GIVEN INSTRUCTION A:
Name every person and deity mentioned by name in the interview.
GIVEN INSTRUCTION B:
Write out the interview passage starting with "CG: As an artist, you" and going on through "see the performance.", swapping "parody" for "celebration".

READING TEXT:

****

In the following interview, artist and activist Chihiro Geuzebroek discusses neoliberalism in the cultural sphere and art creation with choreographer/artist Thais di Marco, who was born in Brazil and has lived in the Netherlands for the past six years.

Chihiro Geuzebroek: In the performance you made The Goldfish Bleeding in a Sea of Sharks you are the goldfish. What makes you the Goldfish?

Thais di Marco: My elders called me this when I was very young because I was challenging powers that were  much bigger than me without the capacity to win. There is a myth  I received when I was very young which says that I would be a warrior. I am a daughter of Yansã, the goddess of the storm and who is fearless. They used to say this saying “you are acting like a goldfish bleeding in a sea of sharks”, to warn me about danger: it means that someone is advising  you to stop. It is a warning you are putting yourself in the path of danger. You are going to attract more sharks with the smell of your blood.

CG: As an artist, you have radical politics around no-auditioning, against contracts and other industry-imposed norms. The language of the piece doesn’t necessarily express that. I see a language of parody of spectacle. I wonder what you expect people to see who come to see the performance.

TdM: I am studying and practicing the dramaturgy of Lucha Libre which is a social practice of enacting social conflicts. The performance is a citation of a form that has been created through centuries. In the show you won’t see the resolution of anything big. I think it is impossible with the working conditions we have as independent producers, working with community based centers, confronting the inequalities of the art market, to embrace the vast span of political questions. So I use different devices, like the series of panels, for us to have this conversation. What people will see in the show is this using the device of performing arts.

****

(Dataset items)
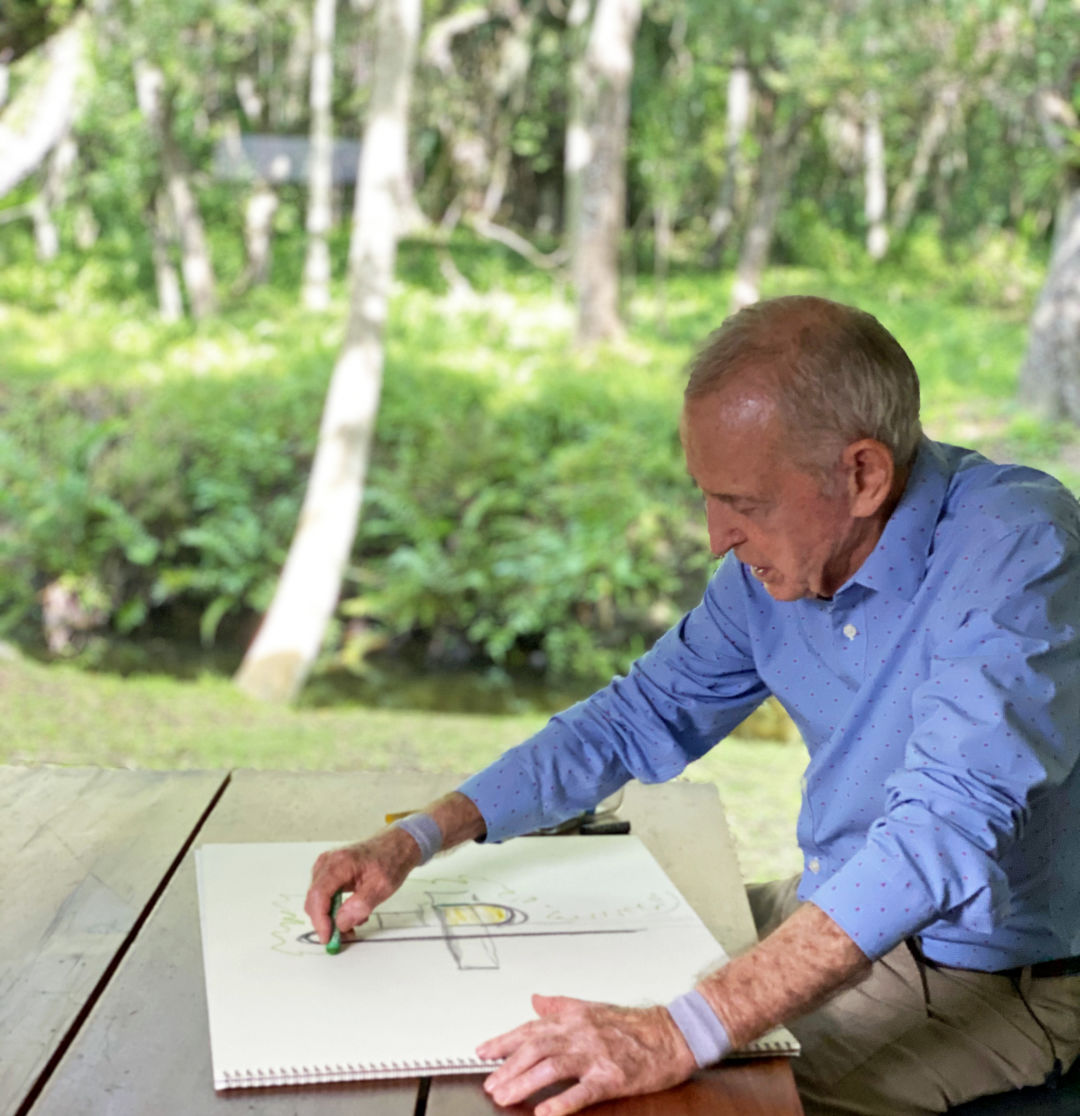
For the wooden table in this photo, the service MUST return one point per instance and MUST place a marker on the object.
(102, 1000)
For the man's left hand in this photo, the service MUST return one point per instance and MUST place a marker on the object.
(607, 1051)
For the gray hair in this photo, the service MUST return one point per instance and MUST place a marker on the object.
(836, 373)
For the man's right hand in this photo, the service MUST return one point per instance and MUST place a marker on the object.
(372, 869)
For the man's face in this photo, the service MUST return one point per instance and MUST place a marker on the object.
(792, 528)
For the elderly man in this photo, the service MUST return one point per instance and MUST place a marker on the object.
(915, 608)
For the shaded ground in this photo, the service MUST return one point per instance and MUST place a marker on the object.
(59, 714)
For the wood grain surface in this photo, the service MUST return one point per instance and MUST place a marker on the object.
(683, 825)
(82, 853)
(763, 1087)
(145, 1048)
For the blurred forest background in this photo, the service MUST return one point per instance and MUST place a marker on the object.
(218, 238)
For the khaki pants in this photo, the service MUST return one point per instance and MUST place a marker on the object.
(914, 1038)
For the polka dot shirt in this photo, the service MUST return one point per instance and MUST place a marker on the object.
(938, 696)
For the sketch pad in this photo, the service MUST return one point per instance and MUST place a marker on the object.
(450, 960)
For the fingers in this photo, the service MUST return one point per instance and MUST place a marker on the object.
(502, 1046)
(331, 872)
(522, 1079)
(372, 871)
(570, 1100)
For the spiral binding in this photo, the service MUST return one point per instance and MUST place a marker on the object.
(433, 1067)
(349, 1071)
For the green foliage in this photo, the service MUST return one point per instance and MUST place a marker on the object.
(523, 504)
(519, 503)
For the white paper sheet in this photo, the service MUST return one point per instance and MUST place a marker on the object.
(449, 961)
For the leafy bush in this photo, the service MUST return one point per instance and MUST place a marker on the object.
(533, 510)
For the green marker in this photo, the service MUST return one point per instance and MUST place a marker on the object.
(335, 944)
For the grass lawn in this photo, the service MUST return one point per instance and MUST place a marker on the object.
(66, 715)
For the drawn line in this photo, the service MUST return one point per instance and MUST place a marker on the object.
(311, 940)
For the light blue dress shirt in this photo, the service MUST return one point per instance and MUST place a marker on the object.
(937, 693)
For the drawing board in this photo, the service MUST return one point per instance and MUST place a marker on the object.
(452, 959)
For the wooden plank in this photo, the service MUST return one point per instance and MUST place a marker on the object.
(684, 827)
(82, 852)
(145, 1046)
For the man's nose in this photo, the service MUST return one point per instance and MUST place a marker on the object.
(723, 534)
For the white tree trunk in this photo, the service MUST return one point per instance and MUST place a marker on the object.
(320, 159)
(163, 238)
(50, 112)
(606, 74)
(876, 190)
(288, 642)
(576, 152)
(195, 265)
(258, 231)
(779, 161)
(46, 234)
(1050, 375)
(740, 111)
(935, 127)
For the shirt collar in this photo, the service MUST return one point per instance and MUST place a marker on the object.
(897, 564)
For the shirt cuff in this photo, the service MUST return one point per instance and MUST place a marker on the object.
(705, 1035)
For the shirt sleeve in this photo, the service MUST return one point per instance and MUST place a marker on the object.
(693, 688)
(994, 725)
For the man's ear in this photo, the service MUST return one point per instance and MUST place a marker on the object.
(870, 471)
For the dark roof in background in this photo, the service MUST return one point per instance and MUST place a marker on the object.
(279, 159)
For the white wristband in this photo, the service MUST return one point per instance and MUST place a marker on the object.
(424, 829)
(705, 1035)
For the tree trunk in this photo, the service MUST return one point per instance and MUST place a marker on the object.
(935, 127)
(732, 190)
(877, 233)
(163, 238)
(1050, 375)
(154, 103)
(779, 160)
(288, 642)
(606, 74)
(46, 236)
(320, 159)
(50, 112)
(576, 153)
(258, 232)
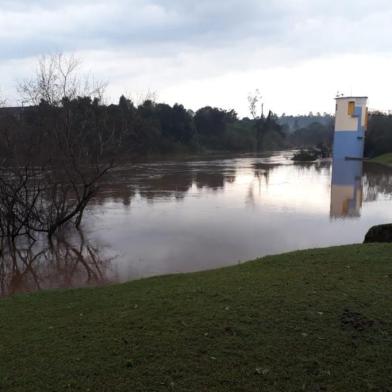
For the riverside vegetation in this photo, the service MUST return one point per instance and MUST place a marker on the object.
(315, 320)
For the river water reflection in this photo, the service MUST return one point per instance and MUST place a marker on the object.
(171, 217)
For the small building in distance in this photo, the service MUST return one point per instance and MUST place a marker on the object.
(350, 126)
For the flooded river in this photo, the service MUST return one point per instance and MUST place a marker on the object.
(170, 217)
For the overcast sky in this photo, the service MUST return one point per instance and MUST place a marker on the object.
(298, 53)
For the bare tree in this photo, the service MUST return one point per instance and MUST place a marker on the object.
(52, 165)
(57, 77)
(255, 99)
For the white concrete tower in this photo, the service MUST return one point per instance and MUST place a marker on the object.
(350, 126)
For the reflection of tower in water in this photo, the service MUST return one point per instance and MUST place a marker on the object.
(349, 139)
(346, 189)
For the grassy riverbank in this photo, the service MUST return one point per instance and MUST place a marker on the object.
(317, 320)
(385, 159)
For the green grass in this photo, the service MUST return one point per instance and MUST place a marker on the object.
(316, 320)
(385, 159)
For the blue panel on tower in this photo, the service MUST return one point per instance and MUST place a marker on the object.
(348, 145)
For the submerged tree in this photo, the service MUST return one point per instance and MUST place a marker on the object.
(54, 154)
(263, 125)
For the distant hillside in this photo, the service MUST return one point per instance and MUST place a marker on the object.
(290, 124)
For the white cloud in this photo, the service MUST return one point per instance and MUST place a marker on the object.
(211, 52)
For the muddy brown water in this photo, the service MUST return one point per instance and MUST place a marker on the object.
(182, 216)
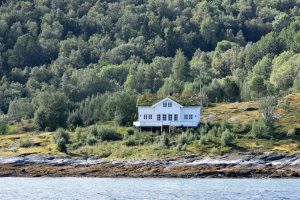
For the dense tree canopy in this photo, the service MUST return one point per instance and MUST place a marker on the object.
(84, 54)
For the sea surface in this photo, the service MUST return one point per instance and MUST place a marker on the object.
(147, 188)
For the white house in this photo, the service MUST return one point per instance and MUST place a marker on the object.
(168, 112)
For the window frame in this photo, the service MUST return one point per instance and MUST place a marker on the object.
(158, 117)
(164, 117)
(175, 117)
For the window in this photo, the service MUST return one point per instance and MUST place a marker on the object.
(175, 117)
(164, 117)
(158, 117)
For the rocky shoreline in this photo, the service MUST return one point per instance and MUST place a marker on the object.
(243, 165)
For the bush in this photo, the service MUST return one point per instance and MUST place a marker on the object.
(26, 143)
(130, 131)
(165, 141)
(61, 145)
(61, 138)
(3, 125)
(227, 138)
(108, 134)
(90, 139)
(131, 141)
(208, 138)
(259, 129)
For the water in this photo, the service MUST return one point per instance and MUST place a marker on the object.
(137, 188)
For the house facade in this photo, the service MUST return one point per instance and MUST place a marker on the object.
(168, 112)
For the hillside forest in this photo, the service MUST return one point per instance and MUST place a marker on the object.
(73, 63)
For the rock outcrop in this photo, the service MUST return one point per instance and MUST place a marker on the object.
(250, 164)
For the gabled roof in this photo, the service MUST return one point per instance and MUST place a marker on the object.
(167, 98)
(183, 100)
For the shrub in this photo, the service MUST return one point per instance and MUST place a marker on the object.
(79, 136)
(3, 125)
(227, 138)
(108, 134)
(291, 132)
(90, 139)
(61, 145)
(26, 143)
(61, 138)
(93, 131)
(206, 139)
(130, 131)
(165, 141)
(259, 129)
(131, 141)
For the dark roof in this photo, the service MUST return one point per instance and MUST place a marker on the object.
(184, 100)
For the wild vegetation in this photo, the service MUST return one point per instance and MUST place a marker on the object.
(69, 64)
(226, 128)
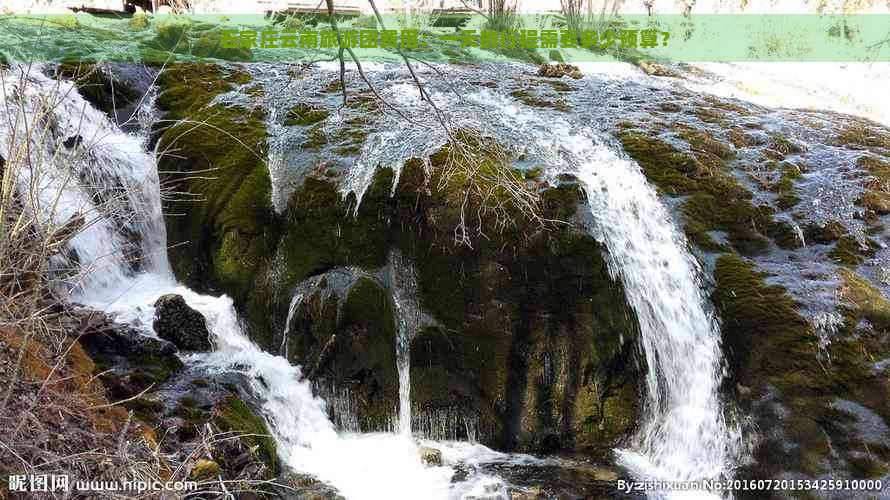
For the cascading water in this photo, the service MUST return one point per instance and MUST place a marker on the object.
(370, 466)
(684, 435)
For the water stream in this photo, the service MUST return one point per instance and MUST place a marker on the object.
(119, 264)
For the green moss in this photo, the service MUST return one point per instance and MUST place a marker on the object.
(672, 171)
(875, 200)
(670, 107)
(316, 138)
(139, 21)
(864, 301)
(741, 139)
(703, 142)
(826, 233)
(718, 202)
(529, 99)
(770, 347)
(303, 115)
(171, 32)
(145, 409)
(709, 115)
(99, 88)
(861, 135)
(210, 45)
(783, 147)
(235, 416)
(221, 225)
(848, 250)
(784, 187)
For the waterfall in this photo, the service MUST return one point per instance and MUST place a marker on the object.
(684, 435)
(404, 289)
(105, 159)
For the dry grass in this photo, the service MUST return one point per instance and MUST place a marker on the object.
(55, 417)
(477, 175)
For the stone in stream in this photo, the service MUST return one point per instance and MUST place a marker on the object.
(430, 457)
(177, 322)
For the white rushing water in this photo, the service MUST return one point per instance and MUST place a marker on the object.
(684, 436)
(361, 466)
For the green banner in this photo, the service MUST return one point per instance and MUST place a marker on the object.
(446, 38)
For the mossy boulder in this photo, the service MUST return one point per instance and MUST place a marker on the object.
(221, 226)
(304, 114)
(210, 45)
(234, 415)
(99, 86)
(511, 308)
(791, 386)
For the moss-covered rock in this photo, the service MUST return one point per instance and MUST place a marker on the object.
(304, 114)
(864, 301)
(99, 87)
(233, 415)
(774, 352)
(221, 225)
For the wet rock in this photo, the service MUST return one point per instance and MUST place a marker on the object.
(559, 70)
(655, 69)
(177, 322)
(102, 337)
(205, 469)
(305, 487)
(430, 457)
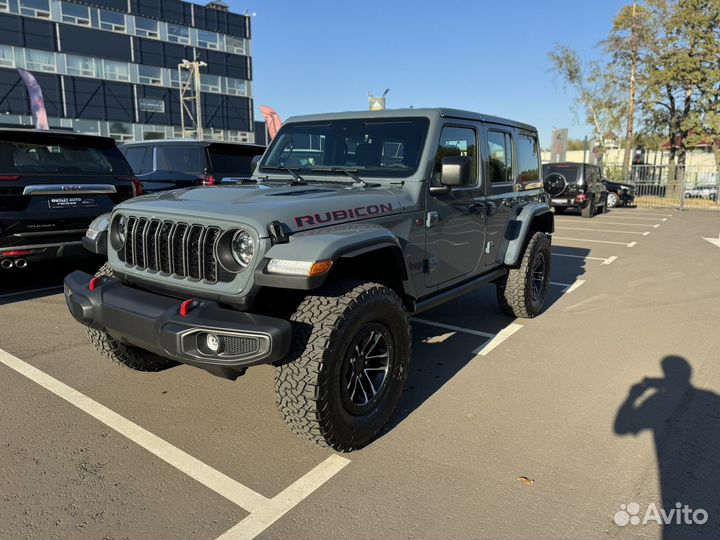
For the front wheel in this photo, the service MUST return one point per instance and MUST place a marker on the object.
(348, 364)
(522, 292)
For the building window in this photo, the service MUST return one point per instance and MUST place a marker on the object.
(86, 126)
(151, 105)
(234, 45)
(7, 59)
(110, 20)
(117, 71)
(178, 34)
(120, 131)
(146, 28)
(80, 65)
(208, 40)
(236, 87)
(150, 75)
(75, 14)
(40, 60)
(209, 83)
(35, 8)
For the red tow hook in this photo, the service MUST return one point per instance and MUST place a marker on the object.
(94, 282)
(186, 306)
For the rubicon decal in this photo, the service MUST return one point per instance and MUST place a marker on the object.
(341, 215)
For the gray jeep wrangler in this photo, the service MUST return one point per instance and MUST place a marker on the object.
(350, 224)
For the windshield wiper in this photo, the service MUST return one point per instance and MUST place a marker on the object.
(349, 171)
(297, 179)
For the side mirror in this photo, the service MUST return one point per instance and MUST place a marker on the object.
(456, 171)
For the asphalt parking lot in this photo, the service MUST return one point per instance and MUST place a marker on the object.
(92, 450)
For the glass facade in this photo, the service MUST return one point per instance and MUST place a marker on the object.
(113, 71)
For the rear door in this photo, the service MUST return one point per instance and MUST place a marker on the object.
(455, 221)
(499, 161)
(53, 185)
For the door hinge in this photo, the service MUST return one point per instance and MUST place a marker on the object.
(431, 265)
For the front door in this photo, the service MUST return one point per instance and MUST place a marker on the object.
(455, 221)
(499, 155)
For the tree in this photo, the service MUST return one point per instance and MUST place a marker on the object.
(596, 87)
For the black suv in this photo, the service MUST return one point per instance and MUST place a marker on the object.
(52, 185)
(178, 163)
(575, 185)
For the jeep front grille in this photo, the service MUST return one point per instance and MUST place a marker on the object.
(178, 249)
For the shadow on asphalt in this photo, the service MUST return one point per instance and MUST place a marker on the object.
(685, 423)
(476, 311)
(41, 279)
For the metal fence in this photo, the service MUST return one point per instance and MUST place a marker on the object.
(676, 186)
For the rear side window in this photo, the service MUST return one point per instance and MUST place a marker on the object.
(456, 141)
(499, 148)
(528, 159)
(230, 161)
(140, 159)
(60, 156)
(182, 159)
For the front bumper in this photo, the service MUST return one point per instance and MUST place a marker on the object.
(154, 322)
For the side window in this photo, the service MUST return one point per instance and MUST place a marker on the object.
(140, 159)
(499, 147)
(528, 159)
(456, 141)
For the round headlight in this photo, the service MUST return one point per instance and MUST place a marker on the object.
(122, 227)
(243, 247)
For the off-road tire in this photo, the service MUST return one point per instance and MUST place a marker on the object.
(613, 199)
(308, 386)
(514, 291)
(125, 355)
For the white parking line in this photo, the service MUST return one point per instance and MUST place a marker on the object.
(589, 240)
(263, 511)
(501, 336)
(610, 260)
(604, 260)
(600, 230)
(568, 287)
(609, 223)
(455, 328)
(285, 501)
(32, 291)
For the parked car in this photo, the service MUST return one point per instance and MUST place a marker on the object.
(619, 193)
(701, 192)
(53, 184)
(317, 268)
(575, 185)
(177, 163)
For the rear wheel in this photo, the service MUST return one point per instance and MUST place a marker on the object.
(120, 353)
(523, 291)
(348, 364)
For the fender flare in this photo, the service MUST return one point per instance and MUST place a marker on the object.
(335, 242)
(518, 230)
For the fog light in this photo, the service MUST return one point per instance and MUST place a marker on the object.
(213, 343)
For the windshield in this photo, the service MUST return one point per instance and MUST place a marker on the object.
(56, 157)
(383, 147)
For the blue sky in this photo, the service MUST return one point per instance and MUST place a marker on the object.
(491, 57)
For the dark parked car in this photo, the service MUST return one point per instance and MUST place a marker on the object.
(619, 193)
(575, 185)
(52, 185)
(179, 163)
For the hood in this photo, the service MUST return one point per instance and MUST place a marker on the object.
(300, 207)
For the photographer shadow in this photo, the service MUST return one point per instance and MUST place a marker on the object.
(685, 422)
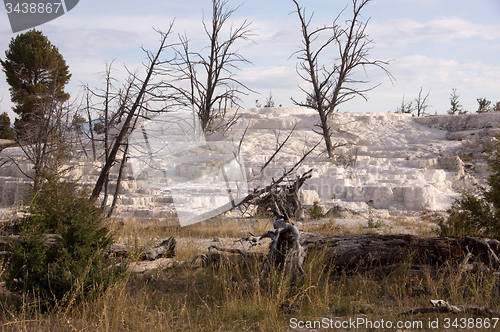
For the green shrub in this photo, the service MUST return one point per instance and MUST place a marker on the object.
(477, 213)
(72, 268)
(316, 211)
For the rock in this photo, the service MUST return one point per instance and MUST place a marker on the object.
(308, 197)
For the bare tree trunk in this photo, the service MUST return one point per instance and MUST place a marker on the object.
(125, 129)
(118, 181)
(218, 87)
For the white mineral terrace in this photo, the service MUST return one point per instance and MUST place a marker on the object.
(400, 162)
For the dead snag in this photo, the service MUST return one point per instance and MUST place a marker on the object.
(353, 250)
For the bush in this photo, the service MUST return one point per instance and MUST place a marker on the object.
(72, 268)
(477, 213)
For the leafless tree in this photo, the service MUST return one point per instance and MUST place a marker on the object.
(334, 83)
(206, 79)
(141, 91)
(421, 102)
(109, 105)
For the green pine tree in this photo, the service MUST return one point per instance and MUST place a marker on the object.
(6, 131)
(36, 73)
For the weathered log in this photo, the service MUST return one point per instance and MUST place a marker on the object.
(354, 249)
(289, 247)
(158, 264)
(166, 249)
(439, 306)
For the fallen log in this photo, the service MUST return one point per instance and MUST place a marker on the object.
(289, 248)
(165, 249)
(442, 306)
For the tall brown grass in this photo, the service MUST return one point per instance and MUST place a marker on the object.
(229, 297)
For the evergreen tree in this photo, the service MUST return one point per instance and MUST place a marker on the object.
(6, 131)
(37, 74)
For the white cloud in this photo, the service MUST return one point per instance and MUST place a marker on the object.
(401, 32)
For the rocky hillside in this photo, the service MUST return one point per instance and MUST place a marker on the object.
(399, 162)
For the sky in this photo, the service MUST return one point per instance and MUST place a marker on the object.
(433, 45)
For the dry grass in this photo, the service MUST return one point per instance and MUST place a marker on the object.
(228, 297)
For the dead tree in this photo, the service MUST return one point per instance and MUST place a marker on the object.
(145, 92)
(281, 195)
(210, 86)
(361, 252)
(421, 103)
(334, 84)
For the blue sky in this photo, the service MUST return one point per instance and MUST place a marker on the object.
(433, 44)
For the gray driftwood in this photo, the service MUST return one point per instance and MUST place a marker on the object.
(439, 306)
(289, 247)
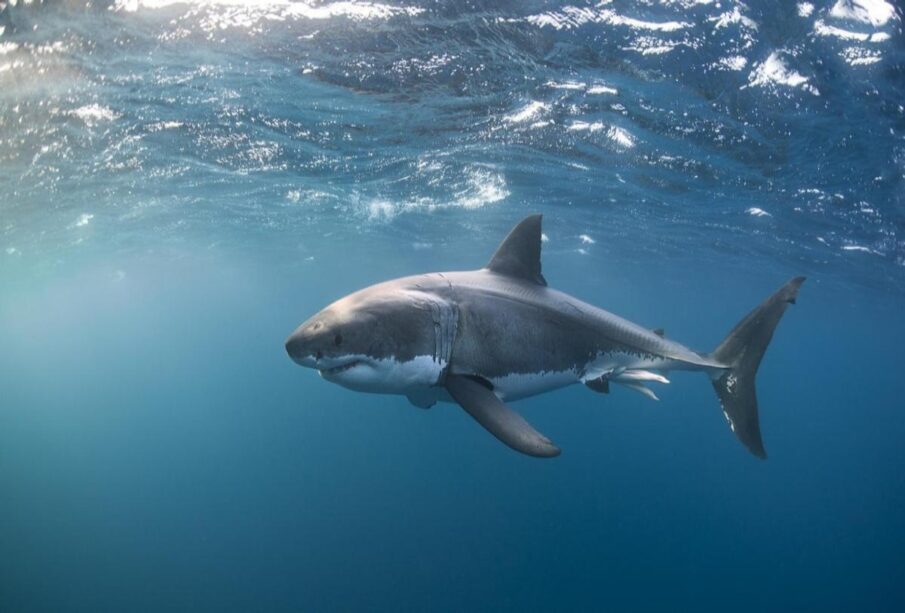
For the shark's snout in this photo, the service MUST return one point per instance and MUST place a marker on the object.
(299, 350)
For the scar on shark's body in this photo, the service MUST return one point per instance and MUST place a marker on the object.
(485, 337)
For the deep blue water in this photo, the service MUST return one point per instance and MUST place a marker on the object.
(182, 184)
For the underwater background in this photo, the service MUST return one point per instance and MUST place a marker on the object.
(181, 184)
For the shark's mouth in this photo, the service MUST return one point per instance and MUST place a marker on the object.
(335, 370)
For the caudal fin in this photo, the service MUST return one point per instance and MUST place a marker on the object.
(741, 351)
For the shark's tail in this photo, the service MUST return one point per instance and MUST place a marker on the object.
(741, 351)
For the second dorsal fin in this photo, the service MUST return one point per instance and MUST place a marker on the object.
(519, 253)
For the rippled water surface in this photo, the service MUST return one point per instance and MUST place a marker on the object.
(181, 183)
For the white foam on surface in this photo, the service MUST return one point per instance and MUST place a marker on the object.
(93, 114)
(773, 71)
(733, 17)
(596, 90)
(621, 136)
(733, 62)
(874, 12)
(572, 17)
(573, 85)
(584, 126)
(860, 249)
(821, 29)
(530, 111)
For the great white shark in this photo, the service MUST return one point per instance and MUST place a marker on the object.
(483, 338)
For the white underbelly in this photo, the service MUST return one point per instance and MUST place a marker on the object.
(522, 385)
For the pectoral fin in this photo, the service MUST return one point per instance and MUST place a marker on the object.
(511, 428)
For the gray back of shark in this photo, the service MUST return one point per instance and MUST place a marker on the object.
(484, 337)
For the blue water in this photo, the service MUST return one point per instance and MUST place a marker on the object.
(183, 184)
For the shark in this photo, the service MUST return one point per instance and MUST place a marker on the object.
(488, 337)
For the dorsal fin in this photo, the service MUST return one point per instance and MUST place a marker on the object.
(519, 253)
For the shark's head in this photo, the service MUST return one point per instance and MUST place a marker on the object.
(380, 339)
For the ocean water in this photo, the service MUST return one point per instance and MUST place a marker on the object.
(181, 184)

****

CORRECT ANSWER A:
Chihiro Geuzebroek, Thais di Marco, Yansã

CORRECT ANSWER B:
CG: As an artist, you have radical politics around no-auditioning, against contracts and other industry-imposed norms. The language of the piece doesn’t necessarily express that. I see a language of celebration of spectacle. I wonder what you expect people to see who come to see the performance.